Report every line in the items below that contains the string "window". Case counts.

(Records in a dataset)
--------------------------------
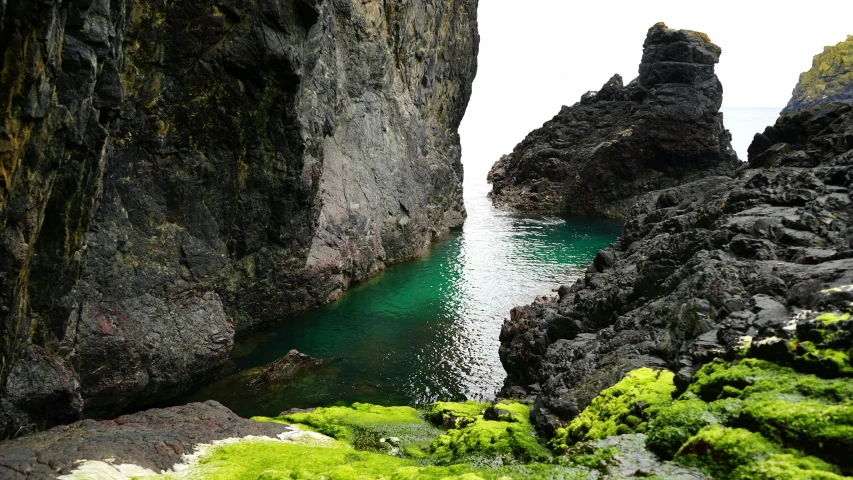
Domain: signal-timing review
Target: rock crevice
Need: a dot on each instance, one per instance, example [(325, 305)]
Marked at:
[(175, 173), (699, 268)]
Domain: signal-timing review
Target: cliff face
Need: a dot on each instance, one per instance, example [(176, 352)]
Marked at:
[(829, 80), (176, 172), (702, 266), (599, 155)]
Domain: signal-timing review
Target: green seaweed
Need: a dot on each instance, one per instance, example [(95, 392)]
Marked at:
[(512, 441), (620, 409), (364, 426), (738, 454), (784, 407)]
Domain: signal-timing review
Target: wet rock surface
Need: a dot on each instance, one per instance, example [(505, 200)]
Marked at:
[(599, 155), (155, 439), (700, 267), (175, 173), (282, 370), (829, 80)]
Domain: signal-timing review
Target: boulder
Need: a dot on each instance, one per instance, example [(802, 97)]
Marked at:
[(829, 80), (699, 268), (598, 156)]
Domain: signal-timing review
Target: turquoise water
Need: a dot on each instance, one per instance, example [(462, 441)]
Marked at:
[(425, 330), (428, 330)]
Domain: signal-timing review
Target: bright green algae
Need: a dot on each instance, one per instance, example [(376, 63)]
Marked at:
[(475, 449), (783, 414), (741, 420), (748, 419), (620, 410)]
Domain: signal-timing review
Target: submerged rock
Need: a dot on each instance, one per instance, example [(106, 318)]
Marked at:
[(598, 156), (283, 370), (176, 173), (699, 267), (829, 80)]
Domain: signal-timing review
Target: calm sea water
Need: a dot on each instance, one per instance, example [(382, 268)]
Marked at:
[(428, 330), (425, 330)]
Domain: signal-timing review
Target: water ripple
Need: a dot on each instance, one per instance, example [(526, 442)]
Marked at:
[(425, 330)]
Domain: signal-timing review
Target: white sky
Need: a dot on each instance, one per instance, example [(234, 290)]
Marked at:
[(537, 55)]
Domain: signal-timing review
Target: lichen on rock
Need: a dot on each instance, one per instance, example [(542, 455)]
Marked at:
[(173, 174), (829, 80)]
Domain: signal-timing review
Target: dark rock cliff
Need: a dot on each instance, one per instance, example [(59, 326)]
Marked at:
[(174, 173), (699, 267), (598, 156), (829, 80)]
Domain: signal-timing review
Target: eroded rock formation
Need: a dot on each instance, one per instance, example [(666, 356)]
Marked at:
[(176, 172), (699, 267), (155, 440), (829, 80), (598, 156)]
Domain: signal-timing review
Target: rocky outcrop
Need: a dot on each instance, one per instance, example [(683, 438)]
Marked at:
[(155, 440), (700, 267), (598, 156), (281, 371), (829, 80), (174, 173)]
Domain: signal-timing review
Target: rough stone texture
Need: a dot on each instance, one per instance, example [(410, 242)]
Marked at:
[(829, 80), (598, 156), (155, 439), (699, 266), (174, 173), (281, 371)]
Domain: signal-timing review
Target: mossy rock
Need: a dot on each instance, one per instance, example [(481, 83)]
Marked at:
[(739, 454), (798, 414), (829, 80), (364, 426), (619, 410)]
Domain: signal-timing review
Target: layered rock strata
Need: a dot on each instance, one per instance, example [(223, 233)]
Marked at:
[(829, 80), (597, 156), (699, 268), (155, 440), (174, 173)]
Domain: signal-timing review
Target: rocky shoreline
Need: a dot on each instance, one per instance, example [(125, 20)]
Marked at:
[(712, 340), (178, 173), (698, 267)]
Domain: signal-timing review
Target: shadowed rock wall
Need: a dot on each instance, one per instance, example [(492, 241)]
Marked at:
[(174, 173), (699, 267)]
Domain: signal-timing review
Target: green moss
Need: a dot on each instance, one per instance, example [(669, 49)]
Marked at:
[(364, 426), (830, 318), (616, 411), (674, 426), (511, 441), (591, 457), (454, 413), (812, 426), (736, 453), (766, 405), (252, 460), (831, 73)]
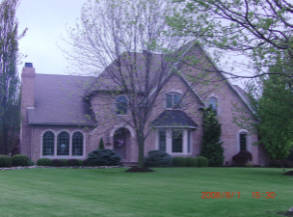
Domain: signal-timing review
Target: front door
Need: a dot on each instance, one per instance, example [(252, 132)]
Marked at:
[(121, 142)]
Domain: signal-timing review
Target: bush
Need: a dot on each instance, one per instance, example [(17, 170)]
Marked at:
[(59, 162), (198, 161), (104, 157), (74, 162), (201, 161), (242, 158), (5, 161), (20, 160), (179, 162), (44, 162), (211, 146), (158, 159)]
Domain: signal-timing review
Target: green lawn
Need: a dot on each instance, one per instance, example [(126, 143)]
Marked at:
[(174, 192)]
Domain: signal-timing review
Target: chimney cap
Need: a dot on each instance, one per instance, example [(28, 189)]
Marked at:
[(28, 65)]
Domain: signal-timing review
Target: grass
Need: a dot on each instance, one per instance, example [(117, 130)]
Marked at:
[(168, 192)]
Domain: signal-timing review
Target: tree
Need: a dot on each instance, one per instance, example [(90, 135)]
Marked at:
[(275, 114), (9, 95), (101, 144), (120, 38), (259, 29), (211, 147)]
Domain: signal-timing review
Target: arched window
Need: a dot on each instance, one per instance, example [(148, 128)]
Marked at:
[(213, 103), (173, 100), (48, 143), (243, 141), (121, 105), (77, 144), (63, 144)]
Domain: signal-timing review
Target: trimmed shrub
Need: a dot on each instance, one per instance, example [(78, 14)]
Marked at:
[(104, 157), (74, 163), (101, 144), (179, 162), (44, 162), (5, 161), (242, 158), (59, 162), (201, 161), (20, 160), (158, 158), (211, 146)]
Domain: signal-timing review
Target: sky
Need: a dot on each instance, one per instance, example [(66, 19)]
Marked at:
[(47, 21)]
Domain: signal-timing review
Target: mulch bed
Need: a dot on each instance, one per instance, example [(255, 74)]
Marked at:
[(72, 167), (139, 170), (289, 173)]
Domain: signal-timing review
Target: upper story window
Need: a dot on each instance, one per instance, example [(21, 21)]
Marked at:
[(48, 143), (173, 100), (77, 144), (121, 105), (63, 143), (213, 103), (243, 141)]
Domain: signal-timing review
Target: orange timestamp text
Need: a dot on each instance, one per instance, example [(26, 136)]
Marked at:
[(230, 195)]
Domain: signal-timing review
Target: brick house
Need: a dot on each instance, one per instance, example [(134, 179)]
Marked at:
[(65, 116)]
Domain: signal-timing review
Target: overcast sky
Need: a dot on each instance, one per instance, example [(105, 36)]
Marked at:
[(47, 21)]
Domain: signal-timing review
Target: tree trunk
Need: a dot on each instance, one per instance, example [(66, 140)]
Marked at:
[(140, 142)]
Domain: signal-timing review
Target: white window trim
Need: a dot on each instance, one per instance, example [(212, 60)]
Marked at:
[(248, 147), (218, 102), (55, 156), (170, 92), (169, 142), (115, 106)]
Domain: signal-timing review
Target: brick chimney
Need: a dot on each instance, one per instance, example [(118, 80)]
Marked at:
[(28, 86), (27, 102)]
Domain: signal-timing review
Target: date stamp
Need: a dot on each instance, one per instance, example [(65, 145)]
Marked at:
[(230, 195)]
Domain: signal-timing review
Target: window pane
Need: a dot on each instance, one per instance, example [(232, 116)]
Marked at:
[(77, 144), (121, 105), (177, 141), (162, 140), (63, 144), (213, 103), (243, 137), (188, 141), (169, 101), (173, 100), (177, 99), (48, 144)]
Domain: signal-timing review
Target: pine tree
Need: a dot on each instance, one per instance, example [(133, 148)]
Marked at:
[(9, 94), (211, 147)]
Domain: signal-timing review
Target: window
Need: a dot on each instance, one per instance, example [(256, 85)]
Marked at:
[(177, 141), (188, 141), (121, 105), (63, 144), (77, 144), (213, 103), (162, 140), (173, 100), (243, 141), (48, 143)]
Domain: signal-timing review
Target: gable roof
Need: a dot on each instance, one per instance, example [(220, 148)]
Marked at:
[(174, 118), (59, 100)]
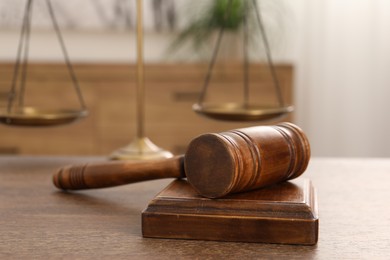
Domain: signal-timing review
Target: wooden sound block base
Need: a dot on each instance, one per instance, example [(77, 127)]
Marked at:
[(285, 213)]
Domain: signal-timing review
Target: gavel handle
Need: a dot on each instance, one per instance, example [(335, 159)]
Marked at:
[(103, 175)]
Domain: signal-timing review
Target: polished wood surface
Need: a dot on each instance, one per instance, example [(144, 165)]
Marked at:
[(115, 173), (38, 221), (110, 96), (245, 159), (215, 164), (285, 213)]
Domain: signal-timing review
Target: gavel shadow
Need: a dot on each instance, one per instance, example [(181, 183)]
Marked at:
[(94, 203), (94, 209)]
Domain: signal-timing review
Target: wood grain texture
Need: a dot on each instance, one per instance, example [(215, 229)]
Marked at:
[(215, 164), (285, 213), (37, 221), (109, 92)]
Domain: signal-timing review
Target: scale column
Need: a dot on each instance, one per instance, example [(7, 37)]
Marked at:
[(141, 148)]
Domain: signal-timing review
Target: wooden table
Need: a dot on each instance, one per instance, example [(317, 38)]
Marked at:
[(37, 221)]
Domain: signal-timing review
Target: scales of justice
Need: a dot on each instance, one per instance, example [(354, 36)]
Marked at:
[(141, 148), (258, 204)]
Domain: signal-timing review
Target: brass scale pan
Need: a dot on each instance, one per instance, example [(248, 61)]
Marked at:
[(31, 116)]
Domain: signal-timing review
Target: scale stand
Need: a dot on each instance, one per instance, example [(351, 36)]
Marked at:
[(142, 148)]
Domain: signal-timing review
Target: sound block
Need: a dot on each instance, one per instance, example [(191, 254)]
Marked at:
[(285, 213)]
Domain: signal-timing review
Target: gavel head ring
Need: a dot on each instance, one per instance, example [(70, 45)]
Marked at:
[(246, 159)]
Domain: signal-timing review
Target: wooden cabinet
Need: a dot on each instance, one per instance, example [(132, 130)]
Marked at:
[(110, 90)]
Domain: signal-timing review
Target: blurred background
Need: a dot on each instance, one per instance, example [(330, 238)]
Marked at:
[(337, 52)]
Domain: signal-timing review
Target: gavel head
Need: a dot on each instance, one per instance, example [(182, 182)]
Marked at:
[(246, 159)]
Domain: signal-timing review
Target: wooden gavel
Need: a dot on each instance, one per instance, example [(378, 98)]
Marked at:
[(215, 164)]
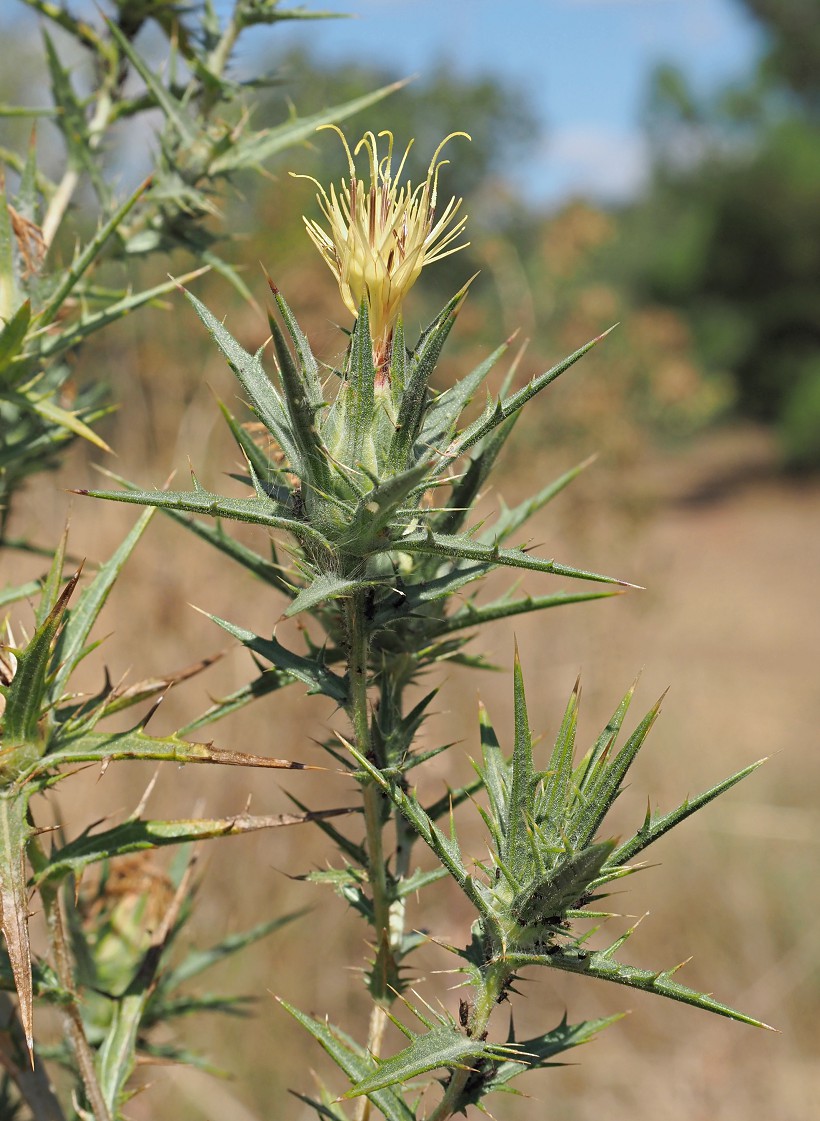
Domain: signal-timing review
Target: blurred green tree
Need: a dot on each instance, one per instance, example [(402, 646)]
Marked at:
[(730, 230)]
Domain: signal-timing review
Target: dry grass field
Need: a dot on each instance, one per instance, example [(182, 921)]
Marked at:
[(729, 554)]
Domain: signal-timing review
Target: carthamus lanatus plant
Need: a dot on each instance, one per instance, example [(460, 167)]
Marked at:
[(368, 480)]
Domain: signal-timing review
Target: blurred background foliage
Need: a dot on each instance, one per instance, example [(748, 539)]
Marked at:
[(712, 272)]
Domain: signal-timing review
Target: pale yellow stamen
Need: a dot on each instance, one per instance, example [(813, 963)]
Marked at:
[(379, 239)]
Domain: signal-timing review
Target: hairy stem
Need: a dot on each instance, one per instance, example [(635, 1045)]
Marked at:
[(494, 981), (377, 872), (75, 1029)]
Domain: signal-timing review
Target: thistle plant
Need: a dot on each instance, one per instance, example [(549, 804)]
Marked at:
[(51, 307), (367, 485)]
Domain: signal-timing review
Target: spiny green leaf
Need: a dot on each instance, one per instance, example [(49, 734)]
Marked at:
[(414, 399), (323, 587), (309, 366), (509, 520), (12, 334), (313, 673), (590, 766), (71, 334), (443, 1046), (26, 694), (655, 827), (264, 398), (535, 1055), (601, 790), (466, 548), (353, 1061), (605, 967), (472, 615), (85, 259), (81, 618), (269, 681), (259, 511), (469, 485), (257, 148), (552, 804), (302, 411), (358, 390), (100, 747), (547, 898), (493, 417), (44, 406), (10, 594), (171, 108), (73, 858), (447, 849), (519, 804)]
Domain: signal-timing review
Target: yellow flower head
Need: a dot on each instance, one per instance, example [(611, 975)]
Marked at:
[(380, 238)]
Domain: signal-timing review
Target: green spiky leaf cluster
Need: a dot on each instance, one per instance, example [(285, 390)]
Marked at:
[(375, 478), (544, 881), (52, 296), (47, 730), (372, 479)]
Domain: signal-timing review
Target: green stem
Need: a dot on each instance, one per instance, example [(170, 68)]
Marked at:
[(495, 978), (360, 719), (377, 872)]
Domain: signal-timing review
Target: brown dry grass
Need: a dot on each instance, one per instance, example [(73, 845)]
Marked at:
[(729, 619)]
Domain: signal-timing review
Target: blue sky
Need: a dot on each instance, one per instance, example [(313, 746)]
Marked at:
[(583, 64)]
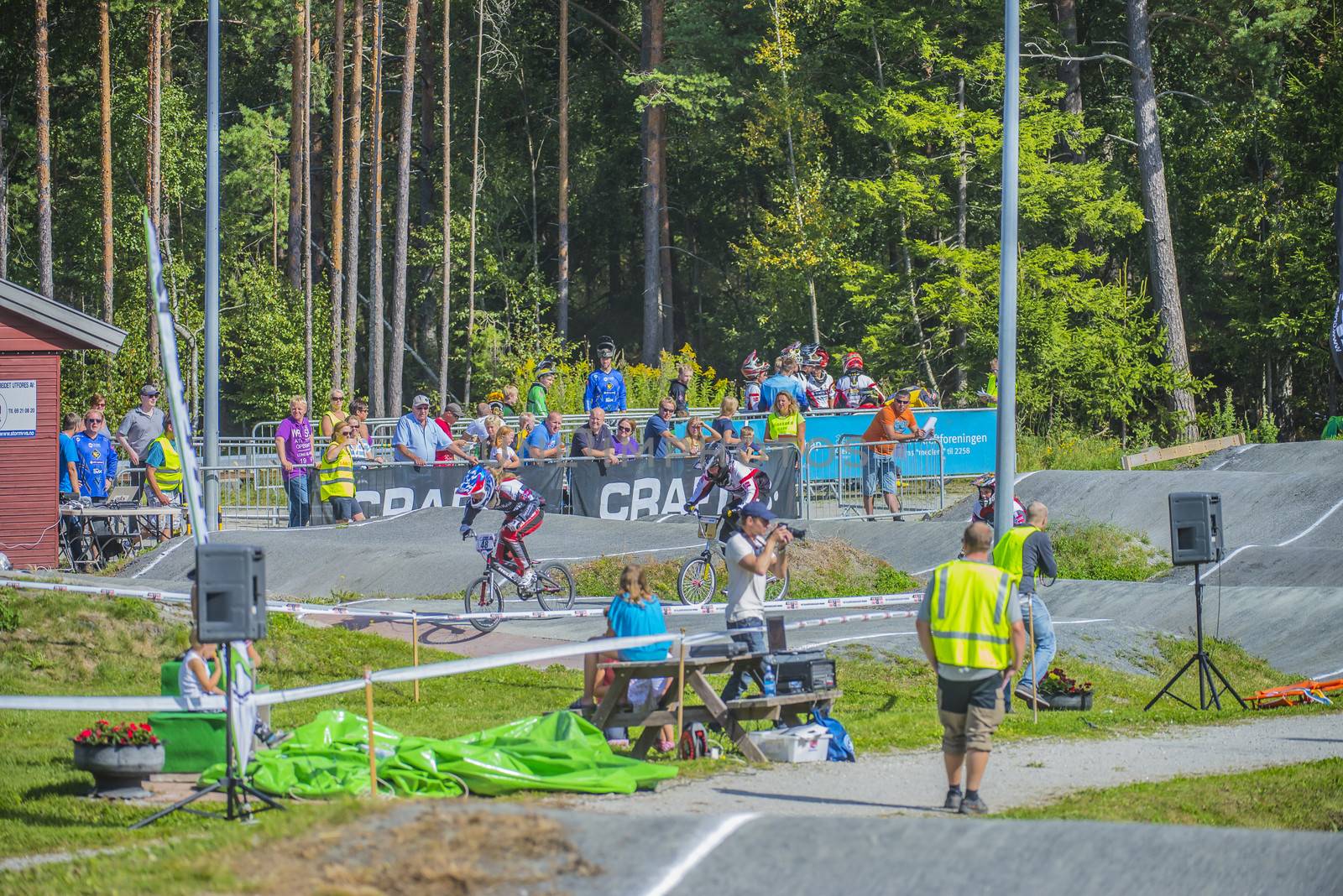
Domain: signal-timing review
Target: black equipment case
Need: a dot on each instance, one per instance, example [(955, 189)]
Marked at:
[(802, 671)]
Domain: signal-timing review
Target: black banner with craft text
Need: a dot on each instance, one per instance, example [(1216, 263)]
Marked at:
[(658, 486)]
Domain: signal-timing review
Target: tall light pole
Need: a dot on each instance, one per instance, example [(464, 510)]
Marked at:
[(212, 430), (1006, 464)]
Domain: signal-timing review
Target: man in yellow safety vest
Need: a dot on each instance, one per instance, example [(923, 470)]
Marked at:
[(336, 475), (163, 466), (1024, 551), (970, 629)]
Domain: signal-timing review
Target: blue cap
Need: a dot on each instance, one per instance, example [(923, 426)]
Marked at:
[(759, 510)]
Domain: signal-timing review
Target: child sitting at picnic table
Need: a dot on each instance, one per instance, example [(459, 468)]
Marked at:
[(635, 612)]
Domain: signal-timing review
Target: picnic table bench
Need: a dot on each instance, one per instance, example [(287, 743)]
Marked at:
[(615, 710)]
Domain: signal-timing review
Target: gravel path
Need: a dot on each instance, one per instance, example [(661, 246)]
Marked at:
[(1020, 773)]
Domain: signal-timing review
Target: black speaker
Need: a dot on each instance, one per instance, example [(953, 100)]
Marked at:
[(232, 593), (1195, 528)]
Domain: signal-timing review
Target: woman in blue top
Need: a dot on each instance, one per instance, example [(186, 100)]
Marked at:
[(635, 612)]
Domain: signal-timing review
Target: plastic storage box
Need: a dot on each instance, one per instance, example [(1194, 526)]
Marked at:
[(801, 743)]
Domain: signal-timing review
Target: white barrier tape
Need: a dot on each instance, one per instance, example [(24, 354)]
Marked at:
[(109, 703), (443, 617)]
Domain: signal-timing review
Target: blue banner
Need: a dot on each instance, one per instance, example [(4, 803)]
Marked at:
[(969, 440)]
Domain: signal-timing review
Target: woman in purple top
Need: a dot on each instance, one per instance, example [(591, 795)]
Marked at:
[(624, 443), (295, 448)]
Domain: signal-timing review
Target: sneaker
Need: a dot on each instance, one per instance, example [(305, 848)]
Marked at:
[(1022, 694), (973, 806)]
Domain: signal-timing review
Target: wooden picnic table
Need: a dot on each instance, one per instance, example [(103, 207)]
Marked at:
[(787, 707)]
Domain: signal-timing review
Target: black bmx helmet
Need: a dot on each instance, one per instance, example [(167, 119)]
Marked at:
[(718, 466)]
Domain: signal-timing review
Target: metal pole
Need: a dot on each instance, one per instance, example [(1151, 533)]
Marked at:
[(1006, 466), (212, 432)]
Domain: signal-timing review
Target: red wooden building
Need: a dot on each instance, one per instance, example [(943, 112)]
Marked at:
[(34, 331)]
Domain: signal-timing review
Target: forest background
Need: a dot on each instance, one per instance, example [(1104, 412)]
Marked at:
[(422, 195)]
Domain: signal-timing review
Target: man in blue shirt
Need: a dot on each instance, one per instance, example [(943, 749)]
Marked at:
[(418, 438), (544, 441), (97, 466), (67, 457), (606, 385), (785, 381), (657, 432)]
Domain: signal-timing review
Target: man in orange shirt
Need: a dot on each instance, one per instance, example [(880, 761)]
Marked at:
[(893, 423)]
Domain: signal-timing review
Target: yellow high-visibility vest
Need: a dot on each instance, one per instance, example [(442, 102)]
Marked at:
[(1007, 553), (170, 474), (336, 477), (969, 616)]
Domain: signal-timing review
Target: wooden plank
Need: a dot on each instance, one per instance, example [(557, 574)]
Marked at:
[(1175, 452)]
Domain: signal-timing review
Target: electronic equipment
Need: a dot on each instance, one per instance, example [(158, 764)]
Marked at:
[(232, 593), (802, 671), (1195, 528)]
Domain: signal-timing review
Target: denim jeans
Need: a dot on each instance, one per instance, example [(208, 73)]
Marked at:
--------------------------------
» **ANSWER TO THIS TASK**
Target: arched window
Target: upper story window
Target: white window trim
Target: window pane
Target: window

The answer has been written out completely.